__Task details__
Reproduce the listing from its start through the line containing "M 0 440 L 122 39 L 182 4 L 4 0 L 2 5 Z", substituting "blue sky" for every occurrence of "white sky" and keeping everything else as it is. Leave the pictures out of the answer.
━━━━━━━━━━━━━━━━━━━━
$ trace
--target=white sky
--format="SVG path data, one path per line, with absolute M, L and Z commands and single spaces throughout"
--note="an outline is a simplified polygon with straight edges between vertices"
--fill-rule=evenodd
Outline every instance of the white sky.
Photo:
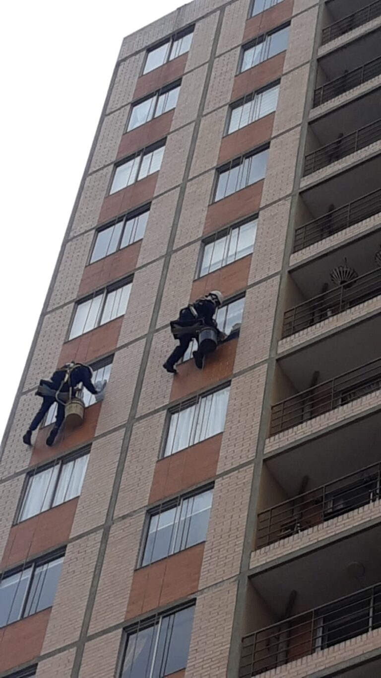
M 0 440 L 122 39 L 182 4 L 4 0 L 2 5 Z

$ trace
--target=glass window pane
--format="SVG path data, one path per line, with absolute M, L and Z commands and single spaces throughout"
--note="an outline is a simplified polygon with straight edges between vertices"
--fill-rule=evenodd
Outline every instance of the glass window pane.
M 165 457 L 174 454 L 179 450 L 184 450 L 192 444 L 191 437 L 196 407 L 196 405 L 192 405 L 171 415 L 164 454 Z
M 174 538 L 177 509 L 163 511 L 158 515 L 151 516 L 144 549 L 142 565 L 165 558 L 171 552 Z
M 102 294 L 99 294 L 77 304 L 69 339 L 74 339 L 95 326 L 102 298 Z
M 133 106 L 127 132 L 135 129 L 135 127 L 140 127 L 141 125 L 144 125 L 145 123 L 152 119 L 156 98 L 157 96 L 155 95 L 150 99 L 146 99 L 145 101 L 142 101 L 141 104 Z
M 4 577 L 0 582 L 0 628 L 21 617 L 32 569 Z
M 206 245 L 204 245 L 202 258 L 201 259 L 201 264 L 200 266 L 199 277 L 201 277 L 202 275 L 206 275 L 206 273 L 209 272 L 209 266 L 210 266 L 210 262 L 212 261 L 212 255 L 214 247 L 214 241 L 212 243 L 208 243 Z
M 85 327 L 83 327 L 83 332 L 89 332 L 98 324 L 102 298 L 103 294 L 97 294 L 97 296 L 91 299 L 87 317 L 85 322 Z M 85 302 L 85 303 L 87 302 Z
M 50 509 L 59 468 L 60 464 L 56 464 L 29 477 L 19 522 Z
M 129 635 L 121 678 L 149 678 L 157 632 L 152 624 Z
M 89 455 L 85 454 L 71 462 L 62 464 L 53 506 L 68 502 L 81 494 L 83 479 L 86 473 Z
M 261 153 L 256 153 L 251 157 L 246 159 L 249 161 L 248 176 L 246 178 L 246 186 L 255 184 L 256 182 L 263 179 L 266 174 L 266 167 L 267 165 L 268 150 L 263 151 Z
M 238 228 L 232 228 L 229 235 L 229 249 L 226 253 L 224 265 L 231 264 L 236 259 L 237 243 L 238 241 Z
M 149 174 L 153 174 L 155 172 L 158 172 L 161 166 L 162 156 L 164 153 L 164 146 L 160 148 L 156 148 L 154 151 L 146 153 L 143 156 L 140 170 L 139 170 L 138 180 L 143 179 Z
M 99 367 L 99 370 L 95 370 L 93 375 L 93 383 L 96 384 L 97 382 L 100 382 L 101 384 L 104 381 L 108 381 L 110 379 L 110 375 L 111 374 L 111 365 L 112 363 L 109 365 L 105 365 L 104 367 Z M 83 388 L 81 393 L 81 396 L 83 400 L 85 407 L 89 407 L 91 405 L 93 405 L 96 403 L 95 396 L 93 393 L 90 393 L 87 388 Z
M 181 54 L 185 54 L 186 52 L 189 52 L 192 39 L 193 33 L 187 33 L 186 35 L 174 40 L 172 43 L 169 60 L 176 59 L 177 57 L 180 56 Z
M 217 176 L 217 185 L 216 187 L 216 195 L 215 197 L 215 203 L 217 203 L 218 200 L 221 200 L 222 198 L 225 197 L 228 177 L 229 170 L 225 170 L 223 172 L 219 172 Z
M 124 315 L 127 307 L 131 287 L 131 283 L 129 283 L 122 287 L 118 287 L 117 290 L 108 292 L 102 315 L 101 325 L 104 325 L 105 323 L 108 323 Z
M 63 562 L 63 558 L 58 558 L 36 567 L 26 601 L 25 617 L 53 605 Z
M 269 42 L 269 46 L 266 50 L 267 58 L 271 59 L 275 54 L 280 54 L 287 49 L 288 45 L 289 26 L 287 26 L 282 31 L 277 31 L 275 33 L 272 33 L 266 39 L 266 42 Z
M 276 111 L 278 95 L 279 85 L 271 87 L 271 89 L 267 89 L 266 92 L 263 92 L 260 94 L 259 105 L 258 106 L 259 118 L 263 118 L 265 115 L 269 115 L 269 113 L 273 113 L 274 111 Z
M 127 186 L 133 184 L 136 179 L 139 159 L 140 157 L 137 156 L 116 167 L 110 191 L 110 195 L 112 193 L 115 193 L 117 191 L 120 191 L 122 188 L 125 188 Z
M 169 40 L 168 42 L 164 43 L 164 45 L 160 45 L 156 49 L 152 49 L 151 52 L 148 52 L 147 60 L 143 71 L 143 73 L 148 73 L 150 71 L 153 71 L 154 68 L 158 68 L 159 66 L 162 66 L 165 62 L 170 45 L 171 43 Z
M 162 633 L 165 633 L 166 639 L 165 643 L 162 643 L 164 645 L 162 653 L 158 652 L 157 654 L 153 678 L 170 675 L 185 668 L 188 659 L 194 613 L 194 606 L 179 610 L 171 616 L 172 619 L 169 620 L 168 624 L 162 624 Z M 160 665 L 162 665 L 161 671 L 157 673 Z
M 243 224 L 242 226 L 240 226 L 237 229 L 238 231 L 238 241 L 236 255 L 236 259 L 246 256 L 247 254 L 251 254 L 252 252 L 255 242 L 255 236 L 256 235 L 256 224 L 257 220 L 255 219 L 254 221 Z
M 103 259 L 104 257 L 107 256 L 112 252 L 115 252 L 116 247 L 115 247 L 115 250 L 112 250 L 110 247 L 114 229 L 115 226 L 110 226 L 108 228 L 104 228 L 103 231 L 100 231 L 97 234 L 94 249 L 93 250 L 93 254 L 90 259 L 91 264 L 93 264 L 95 261 L 98 261 L 99 259 Z

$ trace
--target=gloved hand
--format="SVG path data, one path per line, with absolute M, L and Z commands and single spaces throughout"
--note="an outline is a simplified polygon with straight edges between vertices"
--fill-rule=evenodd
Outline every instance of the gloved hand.
M 104 380 L 103 382 L 97 381 L 97 382 L 95 382 L 95 383 L 94 384 L 94 386 L 95 386 L 95 388 L 97 391 L 97 393 L 95 396 L 95 402 L 96 403 L 100 403 L 101 401 L 102 401 L 103 399 L 104 398 L 104 392 L 105 392 L 105 390 L 106 390 L 106 387 L 107 386 L 107 382 L 106 382 L 106 379 Z

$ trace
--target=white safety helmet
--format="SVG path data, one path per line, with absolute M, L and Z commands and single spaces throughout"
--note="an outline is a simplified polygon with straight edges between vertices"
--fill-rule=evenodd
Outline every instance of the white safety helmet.
M 208 296 L 212 297 L 213 301 L 217 301 L 218 306 L 221 306 L 223 303 L 223 294 L 219 292 L 218 290 L 212 290 L 212 292 L 209 292 Z

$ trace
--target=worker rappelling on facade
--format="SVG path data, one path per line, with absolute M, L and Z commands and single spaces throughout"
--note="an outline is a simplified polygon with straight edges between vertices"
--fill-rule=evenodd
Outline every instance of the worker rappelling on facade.
M 102 384 L 97 383 L 94 386 L 92 377 L 93 370 L 88 365 L 72 361 L 57 370 L 51 376 L 50 381 L 41 379 L 35 395 L 42 398 L 43 401 L 28 431 L 22 437 L 26 445 L 32 444 L 32 432 L 42 422 L 51 405 L 57 403 L 55 422 L 46 440 L 47 445 L 53 445 L 64 420 L 72 416 L 76 407 L 80 412 L 81 410 L 83 410 L 83 401 L 79 397 L 81 385 L 95 395 L 97 400 L 102 399 L 106 382 Z
M 179 345 L 166 360 L 163 365 L 164 370 L 177 374 L 175 365 L 183 357 L 192 339 L 196 339 L 198 343 L 197 351 L 193 353 L 194 361 L 196 367 L 202 370 L 205 356 L 215 351 L 219 341 L 225 338 L 213 317 L 223 302 L 221 293 L 213 290 L 181 308 L 177 320 L 171 323 L 171 331 Z

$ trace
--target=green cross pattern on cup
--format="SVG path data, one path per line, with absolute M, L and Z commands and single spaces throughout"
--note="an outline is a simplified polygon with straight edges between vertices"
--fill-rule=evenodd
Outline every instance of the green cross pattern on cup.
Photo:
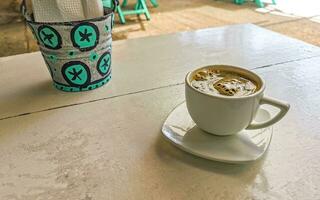
M 38 35 L 41 43 L 48 49 L 60 49 L 61 48 L 61 36 L 52 27 L 43 25 L 38 28 Z
M 64 64 L 62 75 L 71 86 L 86 86 L 90 83 L 90 70 L 80 61 L 71 61 Z
M 99 42 L 99 30 L 92 23 L 81 23 L 71 30 L 71 40 L 73 46 L 80 51 L 90 51 L 94 49 Z
M 109 52 L 104 53 L 97 64 L 97 70 L 98 72 L 104 76 L 110 71 L 111 66 L 111 55 Z

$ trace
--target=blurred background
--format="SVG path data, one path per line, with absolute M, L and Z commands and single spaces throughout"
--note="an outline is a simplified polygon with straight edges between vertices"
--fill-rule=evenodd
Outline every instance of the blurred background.
M 136 3 L 128 2 L 129 8 Z M 116 15 L 114 40 L 253 23 L 320 46 L 319 0 L 277 0 L 276 5 L 266 0 L 264 8 L 254 2 L 237 5 L 233 0 L 158 0 L 156 8 L 147 3 L 150 21 L 132 15 L 126 16 L 126 24 L 120 24 Z M 0 57 L 38 50 L 19 10 L 20 0 L 0 1 Z

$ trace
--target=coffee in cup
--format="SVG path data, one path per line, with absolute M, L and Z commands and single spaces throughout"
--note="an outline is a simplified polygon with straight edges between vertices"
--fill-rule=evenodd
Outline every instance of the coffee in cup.
M 212 95 L 248 96 L 260 89 L 260 85 L 235 72 L 208 68 L 197 71 L 191 81 L 195 89 Z
M 264 80 L 250 70 L 228 65 L 206 66 L 189 72 L 185 96 L 197 126 L 215 135 L 232 135 L 243 129 L 260 129 L 282 119 L 289 104 L 264 96 Z M 262 104 L 279 108 L 265 122 L 253 122 Z

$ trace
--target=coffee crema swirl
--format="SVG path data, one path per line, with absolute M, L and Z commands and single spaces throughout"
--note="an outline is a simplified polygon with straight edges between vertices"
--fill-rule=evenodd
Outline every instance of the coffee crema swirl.
M 191 86 L 210 95 L 236 97 L 251 95 L 259 89 L 254 81 L 241 74 L 215 69 L 197 71 Z

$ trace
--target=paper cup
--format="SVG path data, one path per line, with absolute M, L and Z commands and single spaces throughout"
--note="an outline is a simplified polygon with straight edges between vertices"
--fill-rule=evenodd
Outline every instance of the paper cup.
M 111 9 L 102 17 L 82 21 L 27 19 L 57 89 L 93 90 L 111 79 L 113 20 Z

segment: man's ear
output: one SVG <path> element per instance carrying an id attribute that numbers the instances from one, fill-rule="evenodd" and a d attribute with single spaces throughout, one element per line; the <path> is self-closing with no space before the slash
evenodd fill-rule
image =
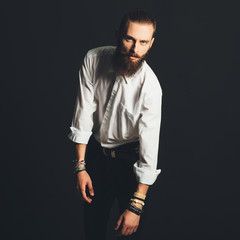
<path id="1" fill-rule="evenodd" d="M 152 38 L 152 40 L 150 42 L 150 48 L 152 47 L 154 40 L 155 40 L 155 38 Z"/>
━━━━━━━━━━━━━━━━━━━━
__Problem solution__
$ trace
--target=blue sky
--format="SVG path data, one path per line, with absolute M, L and Z commands and single spaces throughout"
--note="an outline is a simplified polygon with straight edges between vertices"
--fill-rule=evenodd
Outline every instance of the blue sky.
Photo:
M 0 440 L 122 39 L 182 4 L 4 0 L 2 5 Z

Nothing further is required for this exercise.